- _Problem to work on_: Copy the text of the entries below verbatim, from the start of the entries through the line containing "positive clicks: (766, 435)", with both ends included. Leave the pictures out of your copy.

- _Data under study_:
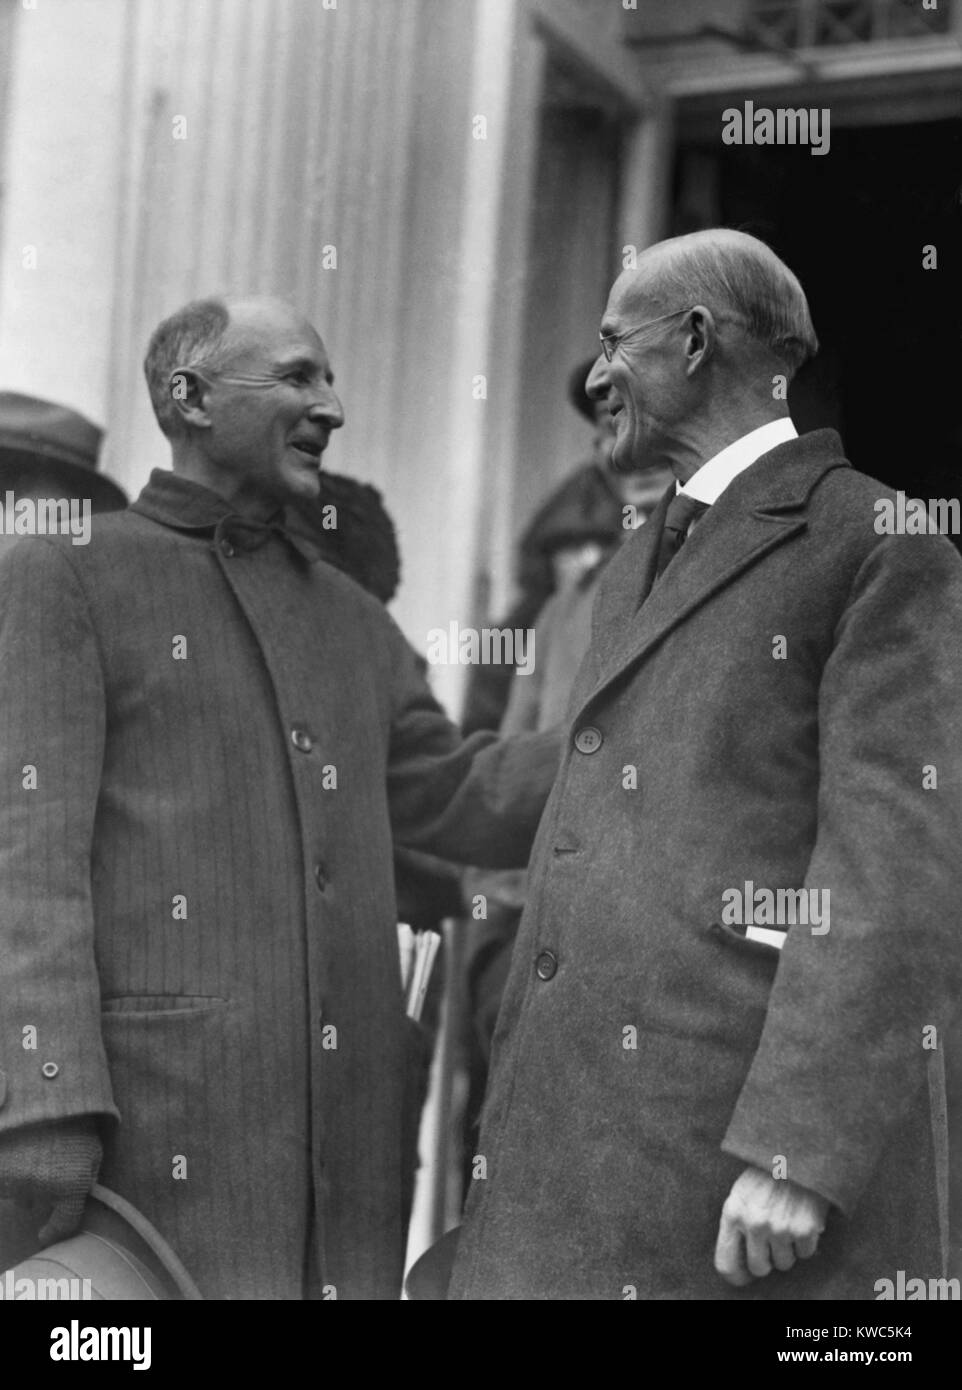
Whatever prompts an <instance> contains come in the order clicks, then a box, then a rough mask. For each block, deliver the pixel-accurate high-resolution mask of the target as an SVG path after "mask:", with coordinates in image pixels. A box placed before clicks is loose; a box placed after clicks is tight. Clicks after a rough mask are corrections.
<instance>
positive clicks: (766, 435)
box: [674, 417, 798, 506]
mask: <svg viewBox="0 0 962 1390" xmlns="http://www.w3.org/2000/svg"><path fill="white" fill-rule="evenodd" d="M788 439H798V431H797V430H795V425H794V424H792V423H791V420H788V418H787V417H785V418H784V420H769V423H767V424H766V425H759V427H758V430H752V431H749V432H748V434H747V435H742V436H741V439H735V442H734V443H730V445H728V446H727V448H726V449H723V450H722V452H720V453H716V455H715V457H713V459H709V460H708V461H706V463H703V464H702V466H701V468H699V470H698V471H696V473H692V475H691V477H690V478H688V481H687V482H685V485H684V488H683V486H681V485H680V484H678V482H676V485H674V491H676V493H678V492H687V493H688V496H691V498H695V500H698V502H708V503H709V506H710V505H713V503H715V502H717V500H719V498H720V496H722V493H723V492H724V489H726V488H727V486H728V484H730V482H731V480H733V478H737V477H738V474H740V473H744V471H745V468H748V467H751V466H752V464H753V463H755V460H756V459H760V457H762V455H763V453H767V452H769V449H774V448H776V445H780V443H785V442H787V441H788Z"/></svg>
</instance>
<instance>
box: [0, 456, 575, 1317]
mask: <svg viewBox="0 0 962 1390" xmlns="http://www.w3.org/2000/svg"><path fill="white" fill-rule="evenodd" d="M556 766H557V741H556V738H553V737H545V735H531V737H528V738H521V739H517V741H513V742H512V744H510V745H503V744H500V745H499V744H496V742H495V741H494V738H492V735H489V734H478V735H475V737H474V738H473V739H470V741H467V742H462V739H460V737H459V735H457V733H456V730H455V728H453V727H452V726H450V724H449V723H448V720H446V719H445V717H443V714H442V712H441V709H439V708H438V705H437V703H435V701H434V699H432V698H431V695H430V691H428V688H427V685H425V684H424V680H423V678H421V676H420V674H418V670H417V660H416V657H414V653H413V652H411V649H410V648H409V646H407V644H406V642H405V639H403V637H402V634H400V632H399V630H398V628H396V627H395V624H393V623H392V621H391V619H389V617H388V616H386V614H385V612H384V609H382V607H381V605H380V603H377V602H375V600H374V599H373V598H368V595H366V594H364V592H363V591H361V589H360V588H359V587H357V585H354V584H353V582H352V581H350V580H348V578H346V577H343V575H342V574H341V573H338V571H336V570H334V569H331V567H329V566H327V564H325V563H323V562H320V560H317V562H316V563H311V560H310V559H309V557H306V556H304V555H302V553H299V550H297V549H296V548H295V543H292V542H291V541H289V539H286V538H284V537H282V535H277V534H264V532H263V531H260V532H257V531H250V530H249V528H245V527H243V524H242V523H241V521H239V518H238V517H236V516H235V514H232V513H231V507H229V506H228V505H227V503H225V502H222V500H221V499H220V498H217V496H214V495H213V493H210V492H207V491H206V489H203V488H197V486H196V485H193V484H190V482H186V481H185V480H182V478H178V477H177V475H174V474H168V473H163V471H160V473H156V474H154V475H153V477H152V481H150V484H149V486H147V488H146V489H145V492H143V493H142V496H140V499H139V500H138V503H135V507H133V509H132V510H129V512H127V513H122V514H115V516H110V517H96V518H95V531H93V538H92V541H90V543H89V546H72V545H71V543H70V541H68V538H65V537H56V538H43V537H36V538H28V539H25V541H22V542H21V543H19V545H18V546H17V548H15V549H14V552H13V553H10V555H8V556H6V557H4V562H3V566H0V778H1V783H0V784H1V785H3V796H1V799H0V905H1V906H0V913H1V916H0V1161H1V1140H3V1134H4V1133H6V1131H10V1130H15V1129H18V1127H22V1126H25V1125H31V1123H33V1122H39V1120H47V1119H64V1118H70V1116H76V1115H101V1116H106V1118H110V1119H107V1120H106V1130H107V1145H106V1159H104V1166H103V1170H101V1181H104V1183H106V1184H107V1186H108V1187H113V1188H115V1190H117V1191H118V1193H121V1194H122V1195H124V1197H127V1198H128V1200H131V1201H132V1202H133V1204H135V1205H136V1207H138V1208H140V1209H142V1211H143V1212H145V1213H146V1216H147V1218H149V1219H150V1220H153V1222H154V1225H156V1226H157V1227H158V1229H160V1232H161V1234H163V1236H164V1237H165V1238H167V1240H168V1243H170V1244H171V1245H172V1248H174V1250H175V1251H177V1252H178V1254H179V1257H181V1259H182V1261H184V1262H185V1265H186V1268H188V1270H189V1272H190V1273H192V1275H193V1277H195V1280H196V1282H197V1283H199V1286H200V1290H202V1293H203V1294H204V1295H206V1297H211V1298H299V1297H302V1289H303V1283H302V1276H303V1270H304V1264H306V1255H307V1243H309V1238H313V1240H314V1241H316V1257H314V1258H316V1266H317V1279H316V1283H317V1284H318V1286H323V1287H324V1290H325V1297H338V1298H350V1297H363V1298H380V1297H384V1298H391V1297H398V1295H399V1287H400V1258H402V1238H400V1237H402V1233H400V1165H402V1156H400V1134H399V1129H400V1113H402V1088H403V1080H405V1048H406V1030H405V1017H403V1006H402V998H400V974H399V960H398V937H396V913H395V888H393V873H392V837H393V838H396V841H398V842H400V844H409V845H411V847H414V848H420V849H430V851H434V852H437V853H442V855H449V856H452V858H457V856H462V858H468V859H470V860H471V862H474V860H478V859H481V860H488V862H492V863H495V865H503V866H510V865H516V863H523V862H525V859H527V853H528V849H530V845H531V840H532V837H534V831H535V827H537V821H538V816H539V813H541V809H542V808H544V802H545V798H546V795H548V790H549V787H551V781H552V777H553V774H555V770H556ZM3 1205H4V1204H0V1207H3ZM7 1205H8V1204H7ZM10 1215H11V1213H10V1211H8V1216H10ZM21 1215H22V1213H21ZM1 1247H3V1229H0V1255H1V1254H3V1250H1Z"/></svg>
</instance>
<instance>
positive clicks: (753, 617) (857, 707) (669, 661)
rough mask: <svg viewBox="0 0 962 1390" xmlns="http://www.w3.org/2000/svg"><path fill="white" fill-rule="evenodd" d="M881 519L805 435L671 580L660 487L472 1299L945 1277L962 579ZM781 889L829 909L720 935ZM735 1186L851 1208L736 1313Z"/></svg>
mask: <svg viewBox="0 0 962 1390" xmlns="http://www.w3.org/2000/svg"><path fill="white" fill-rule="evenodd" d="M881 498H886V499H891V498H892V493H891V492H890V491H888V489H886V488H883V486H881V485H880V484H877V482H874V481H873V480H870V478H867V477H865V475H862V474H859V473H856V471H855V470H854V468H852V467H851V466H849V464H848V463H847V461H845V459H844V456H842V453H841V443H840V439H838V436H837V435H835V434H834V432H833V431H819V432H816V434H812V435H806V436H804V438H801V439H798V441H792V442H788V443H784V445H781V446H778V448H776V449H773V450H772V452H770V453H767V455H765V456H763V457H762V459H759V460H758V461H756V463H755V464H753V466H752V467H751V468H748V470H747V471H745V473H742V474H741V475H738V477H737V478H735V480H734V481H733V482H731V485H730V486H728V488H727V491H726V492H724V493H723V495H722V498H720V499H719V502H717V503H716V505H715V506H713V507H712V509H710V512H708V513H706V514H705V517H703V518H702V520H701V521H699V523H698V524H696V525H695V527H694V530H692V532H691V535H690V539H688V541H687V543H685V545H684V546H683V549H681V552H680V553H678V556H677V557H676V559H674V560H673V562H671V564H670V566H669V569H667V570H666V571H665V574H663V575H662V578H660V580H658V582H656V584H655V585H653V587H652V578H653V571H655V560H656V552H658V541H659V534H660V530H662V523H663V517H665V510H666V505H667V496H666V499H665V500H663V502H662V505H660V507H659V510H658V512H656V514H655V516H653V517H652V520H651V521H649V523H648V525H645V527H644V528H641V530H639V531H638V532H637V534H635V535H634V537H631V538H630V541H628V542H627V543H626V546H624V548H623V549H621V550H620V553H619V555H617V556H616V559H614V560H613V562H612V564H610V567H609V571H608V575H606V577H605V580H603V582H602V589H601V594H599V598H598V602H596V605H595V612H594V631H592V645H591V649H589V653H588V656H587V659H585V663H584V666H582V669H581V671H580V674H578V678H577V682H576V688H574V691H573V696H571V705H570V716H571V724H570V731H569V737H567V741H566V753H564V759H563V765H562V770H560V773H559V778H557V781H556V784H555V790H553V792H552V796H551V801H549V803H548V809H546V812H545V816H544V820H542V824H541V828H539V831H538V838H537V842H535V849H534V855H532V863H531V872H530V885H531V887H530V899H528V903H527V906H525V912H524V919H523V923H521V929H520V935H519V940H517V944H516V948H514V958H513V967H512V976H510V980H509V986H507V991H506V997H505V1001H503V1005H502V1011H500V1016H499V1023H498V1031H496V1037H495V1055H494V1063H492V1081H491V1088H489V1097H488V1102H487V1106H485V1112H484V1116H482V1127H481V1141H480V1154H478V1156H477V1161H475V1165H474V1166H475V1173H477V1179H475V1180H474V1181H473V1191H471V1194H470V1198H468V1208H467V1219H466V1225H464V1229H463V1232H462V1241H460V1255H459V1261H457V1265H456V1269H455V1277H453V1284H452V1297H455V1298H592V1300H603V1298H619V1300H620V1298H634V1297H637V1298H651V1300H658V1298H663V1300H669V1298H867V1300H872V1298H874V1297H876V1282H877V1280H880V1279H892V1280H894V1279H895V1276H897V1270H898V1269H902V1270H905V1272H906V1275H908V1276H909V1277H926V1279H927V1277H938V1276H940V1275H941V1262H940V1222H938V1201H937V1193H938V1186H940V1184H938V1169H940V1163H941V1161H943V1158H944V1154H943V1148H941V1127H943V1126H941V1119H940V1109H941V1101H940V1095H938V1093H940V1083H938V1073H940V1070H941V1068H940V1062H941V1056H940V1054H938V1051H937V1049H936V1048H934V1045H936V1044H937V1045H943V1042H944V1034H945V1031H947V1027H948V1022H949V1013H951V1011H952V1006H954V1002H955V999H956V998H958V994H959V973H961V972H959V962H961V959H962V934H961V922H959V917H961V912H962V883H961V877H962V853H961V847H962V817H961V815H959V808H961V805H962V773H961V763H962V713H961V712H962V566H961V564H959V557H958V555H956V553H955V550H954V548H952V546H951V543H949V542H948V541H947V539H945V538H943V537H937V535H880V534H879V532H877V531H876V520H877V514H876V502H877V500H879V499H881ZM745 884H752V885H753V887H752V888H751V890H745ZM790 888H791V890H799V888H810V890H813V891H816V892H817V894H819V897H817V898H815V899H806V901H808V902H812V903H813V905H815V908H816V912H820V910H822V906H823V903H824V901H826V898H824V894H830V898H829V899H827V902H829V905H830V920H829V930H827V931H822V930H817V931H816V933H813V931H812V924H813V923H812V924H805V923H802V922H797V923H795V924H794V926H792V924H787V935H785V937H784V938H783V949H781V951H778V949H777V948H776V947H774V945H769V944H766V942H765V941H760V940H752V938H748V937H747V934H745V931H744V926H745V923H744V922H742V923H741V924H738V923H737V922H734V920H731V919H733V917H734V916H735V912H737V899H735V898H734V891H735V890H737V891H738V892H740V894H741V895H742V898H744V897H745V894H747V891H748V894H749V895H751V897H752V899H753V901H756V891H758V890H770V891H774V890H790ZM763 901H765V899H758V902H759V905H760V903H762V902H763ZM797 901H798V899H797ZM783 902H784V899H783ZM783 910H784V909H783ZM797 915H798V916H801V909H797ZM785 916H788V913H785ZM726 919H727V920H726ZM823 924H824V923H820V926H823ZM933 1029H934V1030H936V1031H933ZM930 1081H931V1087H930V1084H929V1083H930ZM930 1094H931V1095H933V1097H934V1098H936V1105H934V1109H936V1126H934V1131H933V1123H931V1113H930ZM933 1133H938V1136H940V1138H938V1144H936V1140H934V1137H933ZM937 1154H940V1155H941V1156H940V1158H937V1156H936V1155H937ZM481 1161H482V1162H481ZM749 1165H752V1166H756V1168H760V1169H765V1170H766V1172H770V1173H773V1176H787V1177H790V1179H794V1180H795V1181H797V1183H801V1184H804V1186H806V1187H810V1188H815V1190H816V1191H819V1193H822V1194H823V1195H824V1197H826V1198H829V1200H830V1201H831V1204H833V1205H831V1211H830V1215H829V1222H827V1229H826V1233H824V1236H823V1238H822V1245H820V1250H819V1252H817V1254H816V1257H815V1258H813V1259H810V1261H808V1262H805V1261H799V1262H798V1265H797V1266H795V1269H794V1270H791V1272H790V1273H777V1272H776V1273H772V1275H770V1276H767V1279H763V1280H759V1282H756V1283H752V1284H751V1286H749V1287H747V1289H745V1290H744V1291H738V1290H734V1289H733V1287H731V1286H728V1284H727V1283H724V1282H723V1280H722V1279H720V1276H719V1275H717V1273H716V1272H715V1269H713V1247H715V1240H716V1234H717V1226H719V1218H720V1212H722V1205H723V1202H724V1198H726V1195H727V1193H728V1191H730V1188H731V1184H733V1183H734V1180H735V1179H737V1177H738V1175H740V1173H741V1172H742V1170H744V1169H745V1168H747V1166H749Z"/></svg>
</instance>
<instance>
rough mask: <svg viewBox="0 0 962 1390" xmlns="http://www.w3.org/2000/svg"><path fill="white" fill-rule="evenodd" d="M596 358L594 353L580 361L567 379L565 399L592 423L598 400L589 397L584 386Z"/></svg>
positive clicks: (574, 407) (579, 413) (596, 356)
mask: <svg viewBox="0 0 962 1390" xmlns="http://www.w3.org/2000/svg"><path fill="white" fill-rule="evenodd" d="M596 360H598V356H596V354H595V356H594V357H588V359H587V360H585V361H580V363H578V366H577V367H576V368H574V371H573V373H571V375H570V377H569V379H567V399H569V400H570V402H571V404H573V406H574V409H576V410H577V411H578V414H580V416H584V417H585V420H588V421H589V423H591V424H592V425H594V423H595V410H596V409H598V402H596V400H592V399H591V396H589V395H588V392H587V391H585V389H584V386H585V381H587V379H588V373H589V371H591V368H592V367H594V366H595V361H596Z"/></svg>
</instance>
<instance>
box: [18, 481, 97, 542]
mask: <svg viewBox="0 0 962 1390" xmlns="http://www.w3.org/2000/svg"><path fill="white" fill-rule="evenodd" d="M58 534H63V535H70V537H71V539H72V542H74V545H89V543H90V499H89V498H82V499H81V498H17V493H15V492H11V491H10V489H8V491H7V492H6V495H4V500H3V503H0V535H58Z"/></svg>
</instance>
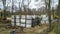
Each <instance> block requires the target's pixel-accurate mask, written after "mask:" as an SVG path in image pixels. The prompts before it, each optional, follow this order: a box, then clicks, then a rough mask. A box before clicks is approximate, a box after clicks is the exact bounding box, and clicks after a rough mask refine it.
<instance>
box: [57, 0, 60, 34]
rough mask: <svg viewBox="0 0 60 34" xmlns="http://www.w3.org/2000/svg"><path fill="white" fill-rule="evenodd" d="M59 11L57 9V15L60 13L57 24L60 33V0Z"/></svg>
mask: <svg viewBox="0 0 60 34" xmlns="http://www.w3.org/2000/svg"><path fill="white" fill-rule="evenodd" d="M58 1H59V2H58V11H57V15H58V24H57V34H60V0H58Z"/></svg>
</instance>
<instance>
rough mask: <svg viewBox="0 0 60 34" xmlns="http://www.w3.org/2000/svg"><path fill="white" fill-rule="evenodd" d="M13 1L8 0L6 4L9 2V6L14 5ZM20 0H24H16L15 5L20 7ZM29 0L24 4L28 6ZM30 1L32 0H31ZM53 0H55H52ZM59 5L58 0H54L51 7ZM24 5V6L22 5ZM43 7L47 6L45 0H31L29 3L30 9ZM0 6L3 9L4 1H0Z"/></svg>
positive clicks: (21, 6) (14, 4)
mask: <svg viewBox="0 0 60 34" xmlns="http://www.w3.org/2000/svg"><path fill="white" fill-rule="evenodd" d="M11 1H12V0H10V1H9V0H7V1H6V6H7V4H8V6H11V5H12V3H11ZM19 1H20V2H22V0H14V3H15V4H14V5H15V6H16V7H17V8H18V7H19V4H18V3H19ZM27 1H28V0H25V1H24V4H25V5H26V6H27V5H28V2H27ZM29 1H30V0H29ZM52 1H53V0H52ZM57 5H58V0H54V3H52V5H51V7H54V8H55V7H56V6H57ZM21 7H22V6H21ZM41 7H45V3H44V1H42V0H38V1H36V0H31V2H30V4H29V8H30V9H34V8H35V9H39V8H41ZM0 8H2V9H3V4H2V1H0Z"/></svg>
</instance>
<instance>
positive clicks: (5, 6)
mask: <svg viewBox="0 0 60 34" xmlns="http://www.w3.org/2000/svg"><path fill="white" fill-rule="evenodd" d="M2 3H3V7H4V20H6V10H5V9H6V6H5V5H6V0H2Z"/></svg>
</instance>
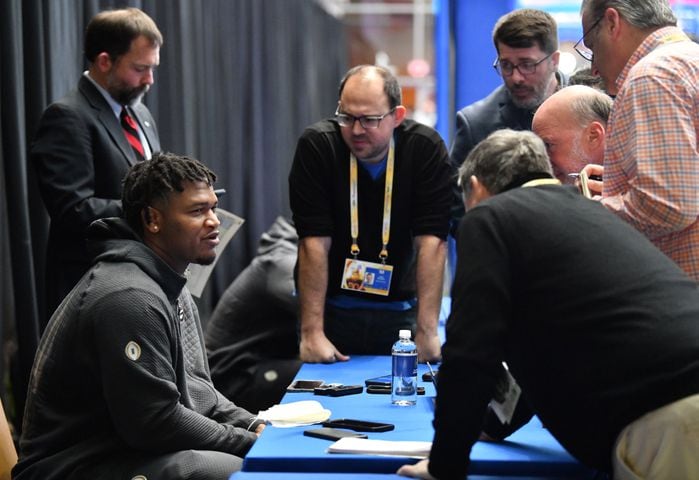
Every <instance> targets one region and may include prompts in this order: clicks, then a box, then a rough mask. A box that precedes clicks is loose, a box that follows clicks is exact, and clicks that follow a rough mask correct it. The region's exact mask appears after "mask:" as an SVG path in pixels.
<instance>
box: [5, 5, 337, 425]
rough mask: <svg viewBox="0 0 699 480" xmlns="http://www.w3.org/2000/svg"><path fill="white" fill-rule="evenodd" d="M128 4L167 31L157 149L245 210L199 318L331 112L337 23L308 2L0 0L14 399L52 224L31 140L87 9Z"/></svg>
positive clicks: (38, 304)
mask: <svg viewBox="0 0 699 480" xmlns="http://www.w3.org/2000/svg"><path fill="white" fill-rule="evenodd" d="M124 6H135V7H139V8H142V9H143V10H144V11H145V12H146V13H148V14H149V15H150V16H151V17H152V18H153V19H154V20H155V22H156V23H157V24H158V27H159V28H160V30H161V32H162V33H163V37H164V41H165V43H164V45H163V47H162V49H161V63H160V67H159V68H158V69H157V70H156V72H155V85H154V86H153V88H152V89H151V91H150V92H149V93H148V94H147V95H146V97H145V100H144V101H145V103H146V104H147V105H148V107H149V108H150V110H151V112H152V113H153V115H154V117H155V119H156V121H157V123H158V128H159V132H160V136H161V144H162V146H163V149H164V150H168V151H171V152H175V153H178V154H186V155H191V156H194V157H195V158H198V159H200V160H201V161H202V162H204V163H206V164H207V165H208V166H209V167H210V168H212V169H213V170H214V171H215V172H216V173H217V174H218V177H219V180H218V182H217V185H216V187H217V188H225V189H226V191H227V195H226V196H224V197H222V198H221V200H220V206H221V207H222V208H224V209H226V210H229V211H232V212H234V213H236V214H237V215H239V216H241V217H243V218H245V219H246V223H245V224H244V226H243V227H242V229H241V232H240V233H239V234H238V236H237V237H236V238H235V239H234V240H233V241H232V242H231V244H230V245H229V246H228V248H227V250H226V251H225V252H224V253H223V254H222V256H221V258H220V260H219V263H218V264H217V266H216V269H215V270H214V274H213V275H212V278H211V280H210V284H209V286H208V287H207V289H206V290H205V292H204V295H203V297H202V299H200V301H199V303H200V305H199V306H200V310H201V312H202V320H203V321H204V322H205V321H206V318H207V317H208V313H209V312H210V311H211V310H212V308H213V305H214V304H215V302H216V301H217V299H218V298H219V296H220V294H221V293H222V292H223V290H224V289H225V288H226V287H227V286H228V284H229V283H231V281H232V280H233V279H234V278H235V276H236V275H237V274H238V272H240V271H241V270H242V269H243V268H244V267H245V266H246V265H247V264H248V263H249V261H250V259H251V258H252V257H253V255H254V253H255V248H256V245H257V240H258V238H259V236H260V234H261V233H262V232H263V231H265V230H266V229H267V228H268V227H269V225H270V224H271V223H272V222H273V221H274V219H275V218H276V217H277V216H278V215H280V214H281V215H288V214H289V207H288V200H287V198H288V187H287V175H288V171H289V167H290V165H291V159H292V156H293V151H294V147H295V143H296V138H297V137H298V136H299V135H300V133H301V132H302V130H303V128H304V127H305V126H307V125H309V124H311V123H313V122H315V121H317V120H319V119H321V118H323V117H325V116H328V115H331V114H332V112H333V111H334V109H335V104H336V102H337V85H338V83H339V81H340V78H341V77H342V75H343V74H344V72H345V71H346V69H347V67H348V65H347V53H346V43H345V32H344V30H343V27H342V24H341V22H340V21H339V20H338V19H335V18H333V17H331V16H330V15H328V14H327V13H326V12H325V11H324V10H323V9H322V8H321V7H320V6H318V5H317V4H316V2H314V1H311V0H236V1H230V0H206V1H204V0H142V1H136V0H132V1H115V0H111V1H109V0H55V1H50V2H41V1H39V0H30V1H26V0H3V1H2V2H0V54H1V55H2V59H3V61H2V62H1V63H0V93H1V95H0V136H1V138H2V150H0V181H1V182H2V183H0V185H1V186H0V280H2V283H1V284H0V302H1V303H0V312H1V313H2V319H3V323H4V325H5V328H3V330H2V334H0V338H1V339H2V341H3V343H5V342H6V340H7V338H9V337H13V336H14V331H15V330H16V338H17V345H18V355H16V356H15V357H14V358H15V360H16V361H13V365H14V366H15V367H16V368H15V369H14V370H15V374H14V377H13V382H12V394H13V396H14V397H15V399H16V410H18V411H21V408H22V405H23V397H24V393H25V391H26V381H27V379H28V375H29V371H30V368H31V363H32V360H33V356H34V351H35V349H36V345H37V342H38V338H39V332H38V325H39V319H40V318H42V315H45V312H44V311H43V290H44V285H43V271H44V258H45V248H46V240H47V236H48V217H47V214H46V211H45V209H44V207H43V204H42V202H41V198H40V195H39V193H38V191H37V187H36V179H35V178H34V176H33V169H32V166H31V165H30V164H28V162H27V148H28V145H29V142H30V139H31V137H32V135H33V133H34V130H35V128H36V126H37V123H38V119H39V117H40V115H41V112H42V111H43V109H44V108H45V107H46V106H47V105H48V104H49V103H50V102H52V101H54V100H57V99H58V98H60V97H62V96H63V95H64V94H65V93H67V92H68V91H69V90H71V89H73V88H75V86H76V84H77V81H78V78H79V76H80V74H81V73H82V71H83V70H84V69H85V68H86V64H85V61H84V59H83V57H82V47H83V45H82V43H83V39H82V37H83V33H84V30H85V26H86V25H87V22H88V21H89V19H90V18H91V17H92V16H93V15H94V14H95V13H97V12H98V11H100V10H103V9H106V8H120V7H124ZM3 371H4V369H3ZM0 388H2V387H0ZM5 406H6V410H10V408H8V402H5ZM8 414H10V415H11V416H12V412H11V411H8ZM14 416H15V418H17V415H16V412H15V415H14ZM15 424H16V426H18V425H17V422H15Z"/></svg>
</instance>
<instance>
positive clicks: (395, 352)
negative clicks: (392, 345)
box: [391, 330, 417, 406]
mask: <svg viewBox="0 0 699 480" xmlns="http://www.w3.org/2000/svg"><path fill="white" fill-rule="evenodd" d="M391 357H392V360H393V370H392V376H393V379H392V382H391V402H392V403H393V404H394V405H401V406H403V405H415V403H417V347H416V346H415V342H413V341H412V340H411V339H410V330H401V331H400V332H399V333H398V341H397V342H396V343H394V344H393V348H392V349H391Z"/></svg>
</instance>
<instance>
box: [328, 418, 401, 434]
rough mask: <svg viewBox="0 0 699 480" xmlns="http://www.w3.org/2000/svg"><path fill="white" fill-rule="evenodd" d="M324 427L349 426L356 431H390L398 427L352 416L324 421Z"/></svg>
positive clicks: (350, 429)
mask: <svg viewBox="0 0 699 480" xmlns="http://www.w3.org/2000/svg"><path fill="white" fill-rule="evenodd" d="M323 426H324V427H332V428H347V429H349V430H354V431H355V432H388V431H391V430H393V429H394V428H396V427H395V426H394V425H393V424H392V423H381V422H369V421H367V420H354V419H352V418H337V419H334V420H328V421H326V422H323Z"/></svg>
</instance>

- _Task answer_:
Whatever prompts an <instance> contains come in the order clicks, then a box, then a rough mask. For each block, deliver the pixel-accurate high-resolution mask of the target as an SVG path after "mask:", with coordinates in image pixels. A box placed before clicks is loose; a box placed after clicks is tight. Clicks after a rough mask are corrections.
<instance>
positive clicks: (766, 435)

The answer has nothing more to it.